━━━━━ Document extract

LCA LCCA SimaPro Biochar Biomass Pyrolysis Bioenergy Wood Pellets


Biochar1-based bioenergy production through slow pyrolysis2 of sustainably produced biomass feedstock is one of the simplest and cheapest method among several carbon capture and storage (CCS) methods (Woolf et al. 2010). Production of biochar and bioenergy is gaining significant momentum worldwide over the last decade with a steady growth of 3 % per year (IEA 2015; IBI 2016). Growing worldwide attention towards combating the adverse impacts of climate change, and the future courses of actions towards climate related issues were willfully agreed during the recent (2015) climate conference in Paris by different nations. Canada made a further commitment to achieve 30 % reduction in CO2 from 2005 levels by 2030 which basically lies within the provincial jurisdictions as management of natural resources is a provincial affair in Canada. The Province of Ontario further targeted to reduce 37 % CO2 from 1990 levels by 2030 (Lyman 2015; MOECC 2015). As a forest resource rich province, Ontario has the best opportunity to utilize its forest-based biomass to reduce carbon emission by reducing its dependency towards much debated fossil fuel. A significant step towards this has already begun in Ontario as the province legally banned coal burning for the power generation.

━━━━━━━━━━

→ **Given instruction 1**:
Count how many lines in the records contain the string "root". Give only the number.
The passage and the records have no connection to each other.

━━━━━ Data shown

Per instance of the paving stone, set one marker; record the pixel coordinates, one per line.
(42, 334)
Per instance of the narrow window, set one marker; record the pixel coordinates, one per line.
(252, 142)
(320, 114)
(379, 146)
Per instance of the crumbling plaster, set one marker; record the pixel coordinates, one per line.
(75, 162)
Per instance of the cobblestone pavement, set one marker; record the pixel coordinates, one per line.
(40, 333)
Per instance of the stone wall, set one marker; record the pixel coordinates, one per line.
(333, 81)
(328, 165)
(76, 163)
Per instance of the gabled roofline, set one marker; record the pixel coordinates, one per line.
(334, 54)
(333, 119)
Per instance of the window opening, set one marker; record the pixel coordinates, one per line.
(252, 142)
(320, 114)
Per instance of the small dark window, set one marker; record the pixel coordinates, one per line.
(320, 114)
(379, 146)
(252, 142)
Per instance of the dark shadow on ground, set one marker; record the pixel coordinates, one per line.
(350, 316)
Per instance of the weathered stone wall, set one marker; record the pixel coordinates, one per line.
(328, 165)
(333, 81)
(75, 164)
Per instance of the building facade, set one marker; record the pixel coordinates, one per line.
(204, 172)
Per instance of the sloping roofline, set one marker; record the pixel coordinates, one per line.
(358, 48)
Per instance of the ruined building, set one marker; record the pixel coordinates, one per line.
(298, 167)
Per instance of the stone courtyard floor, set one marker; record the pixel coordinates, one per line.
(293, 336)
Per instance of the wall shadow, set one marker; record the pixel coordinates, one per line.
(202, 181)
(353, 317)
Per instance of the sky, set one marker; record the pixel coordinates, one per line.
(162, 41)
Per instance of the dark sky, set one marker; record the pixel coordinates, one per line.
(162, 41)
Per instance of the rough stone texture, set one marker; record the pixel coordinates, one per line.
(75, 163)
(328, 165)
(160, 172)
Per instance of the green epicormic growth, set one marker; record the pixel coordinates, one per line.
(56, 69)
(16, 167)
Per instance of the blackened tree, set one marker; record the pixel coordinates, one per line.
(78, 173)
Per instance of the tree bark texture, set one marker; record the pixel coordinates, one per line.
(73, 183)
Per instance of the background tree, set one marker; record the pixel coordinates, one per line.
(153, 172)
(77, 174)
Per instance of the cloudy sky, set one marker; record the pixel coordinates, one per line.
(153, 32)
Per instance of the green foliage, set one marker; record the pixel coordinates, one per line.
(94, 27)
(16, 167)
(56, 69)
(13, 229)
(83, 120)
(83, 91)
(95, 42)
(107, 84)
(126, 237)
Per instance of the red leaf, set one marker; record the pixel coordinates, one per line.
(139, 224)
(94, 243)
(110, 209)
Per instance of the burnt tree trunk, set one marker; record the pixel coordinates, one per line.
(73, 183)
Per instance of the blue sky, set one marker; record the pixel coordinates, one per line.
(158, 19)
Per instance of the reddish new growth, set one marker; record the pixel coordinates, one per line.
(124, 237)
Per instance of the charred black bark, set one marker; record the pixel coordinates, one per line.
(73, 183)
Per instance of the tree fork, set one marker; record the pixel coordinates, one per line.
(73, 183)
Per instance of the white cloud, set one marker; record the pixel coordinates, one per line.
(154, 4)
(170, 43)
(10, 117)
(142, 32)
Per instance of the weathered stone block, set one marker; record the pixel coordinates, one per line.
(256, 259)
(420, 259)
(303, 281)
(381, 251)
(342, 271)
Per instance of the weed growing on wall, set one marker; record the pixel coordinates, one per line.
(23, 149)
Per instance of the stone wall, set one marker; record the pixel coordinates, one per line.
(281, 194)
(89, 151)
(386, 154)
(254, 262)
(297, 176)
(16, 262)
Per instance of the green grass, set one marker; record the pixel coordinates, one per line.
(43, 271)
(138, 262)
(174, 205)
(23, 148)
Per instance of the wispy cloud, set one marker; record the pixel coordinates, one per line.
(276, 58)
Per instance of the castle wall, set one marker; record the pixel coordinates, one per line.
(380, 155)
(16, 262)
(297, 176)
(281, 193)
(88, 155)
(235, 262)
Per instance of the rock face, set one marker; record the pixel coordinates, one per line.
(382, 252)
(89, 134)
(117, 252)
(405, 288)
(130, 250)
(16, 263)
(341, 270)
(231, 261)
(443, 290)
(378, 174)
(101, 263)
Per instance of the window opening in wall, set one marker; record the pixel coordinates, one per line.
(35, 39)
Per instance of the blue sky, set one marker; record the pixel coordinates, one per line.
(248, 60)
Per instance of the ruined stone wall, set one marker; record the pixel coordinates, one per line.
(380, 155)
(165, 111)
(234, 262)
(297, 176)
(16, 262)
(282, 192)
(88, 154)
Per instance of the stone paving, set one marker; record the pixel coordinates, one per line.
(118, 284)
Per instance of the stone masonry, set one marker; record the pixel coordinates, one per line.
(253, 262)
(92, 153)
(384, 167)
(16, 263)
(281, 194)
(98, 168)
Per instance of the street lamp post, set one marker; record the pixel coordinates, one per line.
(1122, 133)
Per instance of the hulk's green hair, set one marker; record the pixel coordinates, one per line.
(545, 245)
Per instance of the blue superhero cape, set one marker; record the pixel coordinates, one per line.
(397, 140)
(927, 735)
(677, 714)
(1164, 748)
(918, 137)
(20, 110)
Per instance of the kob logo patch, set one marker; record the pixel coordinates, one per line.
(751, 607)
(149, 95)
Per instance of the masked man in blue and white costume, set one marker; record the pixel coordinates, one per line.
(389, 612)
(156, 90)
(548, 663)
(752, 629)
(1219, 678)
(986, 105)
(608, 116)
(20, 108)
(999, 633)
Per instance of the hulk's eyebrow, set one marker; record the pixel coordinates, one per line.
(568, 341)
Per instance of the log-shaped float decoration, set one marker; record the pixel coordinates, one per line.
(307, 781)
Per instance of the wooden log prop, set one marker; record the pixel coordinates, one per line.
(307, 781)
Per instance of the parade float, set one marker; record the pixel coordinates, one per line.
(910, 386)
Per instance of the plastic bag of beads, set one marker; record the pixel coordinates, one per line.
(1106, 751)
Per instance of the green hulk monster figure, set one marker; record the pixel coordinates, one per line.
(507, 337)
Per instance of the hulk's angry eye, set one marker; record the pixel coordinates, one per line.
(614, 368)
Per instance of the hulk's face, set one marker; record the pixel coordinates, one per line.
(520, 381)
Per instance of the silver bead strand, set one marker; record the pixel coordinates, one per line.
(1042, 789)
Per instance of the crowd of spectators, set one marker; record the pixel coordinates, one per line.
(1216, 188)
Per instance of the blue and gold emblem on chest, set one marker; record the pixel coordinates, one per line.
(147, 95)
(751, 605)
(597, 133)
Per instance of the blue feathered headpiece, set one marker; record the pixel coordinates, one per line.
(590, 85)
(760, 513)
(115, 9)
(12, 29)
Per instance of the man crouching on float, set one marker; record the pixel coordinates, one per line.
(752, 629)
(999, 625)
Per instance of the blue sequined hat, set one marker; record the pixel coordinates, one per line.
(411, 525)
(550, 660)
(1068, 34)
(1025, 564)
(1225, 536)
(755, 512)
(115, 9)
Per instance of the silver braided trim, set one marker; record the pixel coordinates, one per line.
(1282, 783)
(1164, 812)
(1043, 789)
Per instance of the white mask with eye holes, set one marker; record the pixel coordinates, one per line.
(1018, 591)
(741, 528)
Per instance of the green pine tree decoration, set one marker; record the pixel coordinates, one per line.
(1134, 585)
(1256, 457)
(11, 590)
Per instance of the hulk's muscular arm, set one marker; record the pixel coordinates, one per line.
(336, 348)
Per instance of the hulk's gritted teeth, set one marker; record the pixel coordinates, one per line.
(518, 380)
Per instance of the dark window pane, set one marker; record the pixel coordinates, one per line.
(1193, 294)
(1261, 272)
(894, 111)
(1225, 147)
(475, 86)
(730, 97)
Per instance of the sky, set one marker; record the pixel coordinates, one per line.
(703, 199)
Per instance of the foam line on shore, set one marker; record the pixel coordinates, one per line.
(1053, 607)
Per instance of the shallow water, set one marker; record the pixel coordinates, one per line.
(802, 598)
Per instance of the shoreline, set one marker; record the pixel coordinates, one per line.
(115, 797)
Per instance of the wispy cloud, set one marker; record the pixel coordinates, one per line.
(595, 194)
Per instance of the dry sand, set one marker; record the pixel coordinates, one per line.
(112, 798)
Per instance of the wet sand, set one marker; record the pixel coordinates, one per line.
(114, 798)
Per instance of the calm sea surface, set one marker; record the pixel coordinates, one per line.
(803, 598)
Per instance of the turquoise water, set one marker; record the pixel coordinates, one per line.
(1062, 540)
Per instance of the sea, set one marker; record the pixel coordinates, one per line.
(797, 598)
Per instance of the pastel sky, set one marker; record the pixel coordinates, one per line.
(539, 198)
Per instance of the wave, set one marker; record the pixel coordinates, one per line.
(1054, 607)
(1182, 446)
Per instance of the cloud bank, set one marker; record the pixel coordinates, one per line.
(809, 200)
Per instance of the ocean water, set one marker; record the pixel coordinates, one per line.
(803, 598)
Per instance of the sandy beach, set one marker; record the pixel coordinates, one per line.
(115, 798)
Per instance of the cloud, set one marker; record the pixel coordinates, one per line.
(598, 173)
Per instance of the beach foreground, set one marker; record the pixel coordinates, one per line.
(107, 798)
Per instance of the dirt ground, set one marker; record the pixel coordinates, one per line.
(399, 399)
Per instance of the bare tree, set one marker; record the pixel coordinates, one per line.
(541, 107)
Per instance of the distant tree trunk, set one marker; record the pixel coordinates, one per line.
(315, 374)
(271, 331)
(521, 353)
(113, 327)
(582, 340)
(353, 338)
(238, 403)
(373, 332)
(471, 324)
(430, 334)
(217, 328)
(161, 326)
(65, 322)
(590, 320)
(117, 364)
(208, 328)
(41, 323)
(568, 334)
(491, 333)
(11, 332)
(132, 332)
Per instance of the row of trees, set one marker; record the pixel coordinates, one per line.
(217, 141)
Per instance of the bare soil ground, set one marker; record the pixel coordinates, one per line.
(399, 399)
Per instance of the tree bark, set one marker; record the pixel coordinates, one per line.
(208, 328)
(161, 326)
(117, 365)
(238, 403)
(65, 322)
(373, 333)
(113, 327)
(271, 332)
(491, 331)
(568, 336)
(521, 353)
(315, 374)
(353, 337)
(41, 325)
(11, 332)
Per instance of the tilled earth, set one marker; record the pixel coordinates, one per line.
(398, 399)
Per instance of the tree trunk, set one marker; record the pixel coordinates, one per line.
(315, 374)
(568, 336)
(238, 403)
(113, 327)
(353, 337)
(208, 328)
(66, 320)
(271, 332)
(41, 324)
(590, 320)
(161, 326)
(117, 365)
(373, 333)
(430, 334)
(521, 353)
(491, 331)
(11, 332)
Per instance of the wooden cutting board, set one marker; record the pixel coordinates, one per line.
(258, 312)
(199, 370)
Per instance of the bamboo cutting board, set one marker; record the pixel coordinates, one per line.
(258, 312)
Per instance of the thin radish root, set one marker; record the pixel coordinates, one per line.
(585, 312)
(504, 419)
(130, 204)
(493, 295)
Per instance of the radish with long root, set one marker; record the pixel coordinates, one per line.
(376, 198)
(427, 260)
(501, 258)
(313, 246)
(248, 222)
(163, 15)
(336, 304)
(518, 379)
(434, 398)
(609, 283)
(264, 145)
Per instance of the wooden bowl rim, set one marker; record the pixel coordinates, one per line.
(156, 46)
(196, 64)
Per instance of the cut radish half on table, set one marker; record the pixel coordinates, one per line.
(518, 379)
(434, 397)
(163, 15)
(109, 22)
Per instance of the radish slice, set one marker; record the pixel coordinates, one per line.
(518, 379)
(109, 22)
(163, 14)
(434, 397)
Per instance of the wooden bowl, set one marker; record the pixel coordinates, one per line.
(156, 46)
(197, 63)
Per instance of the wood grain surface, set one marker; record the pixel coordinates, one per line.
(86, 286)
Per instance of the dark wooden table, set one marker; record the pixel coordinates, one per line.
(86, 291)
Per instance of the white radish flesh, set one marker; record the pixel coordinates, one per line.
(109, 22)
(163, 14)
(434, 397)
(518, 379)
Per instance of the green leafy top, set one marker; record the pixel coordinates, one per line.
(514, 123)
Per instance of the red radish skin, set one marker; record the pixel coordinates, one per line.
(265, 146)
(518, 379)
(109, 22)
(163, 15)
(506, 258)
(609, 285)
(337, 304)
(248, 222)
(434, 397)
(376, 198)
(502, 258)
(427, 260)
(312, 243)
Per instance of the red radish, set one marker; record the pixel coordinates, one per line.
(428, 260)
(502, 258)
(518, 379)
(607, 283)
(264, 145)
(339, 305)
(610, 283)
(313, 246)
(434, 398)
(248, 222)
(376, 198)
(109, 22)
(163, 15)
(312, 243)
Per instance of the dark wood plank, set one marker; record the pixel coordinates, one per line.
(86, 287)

━━━━━━━━━━

→ **Given instruction 2**:
According to the biochar passage, what CO2 reduction has the Province of Ontario targeted for 2030?

→ **Answer 1**:
2

→ **Answer 2**:
A 37 % reduction in CO2 from 1990 levels.